* [Information supplied]:
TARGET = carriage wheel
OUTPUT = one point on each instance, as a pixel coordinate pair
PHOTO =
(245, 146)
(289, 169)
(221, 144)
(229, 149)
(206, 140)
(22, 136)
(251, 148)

* [What you need to do]:
Can you change "carriage wheel" to "wagon wheel" in the lines above and write them out again with nothing else altered?

* [Result of the exercise]:
TARGET = wagon wheel
OUTPUT = one point on each instance, as a pixel coordinate pair
PHOTO =
(245, 146)
(289, 169)
(221, 144)
(229, 149)
(206, 140)
(22, 136)
(251, 148)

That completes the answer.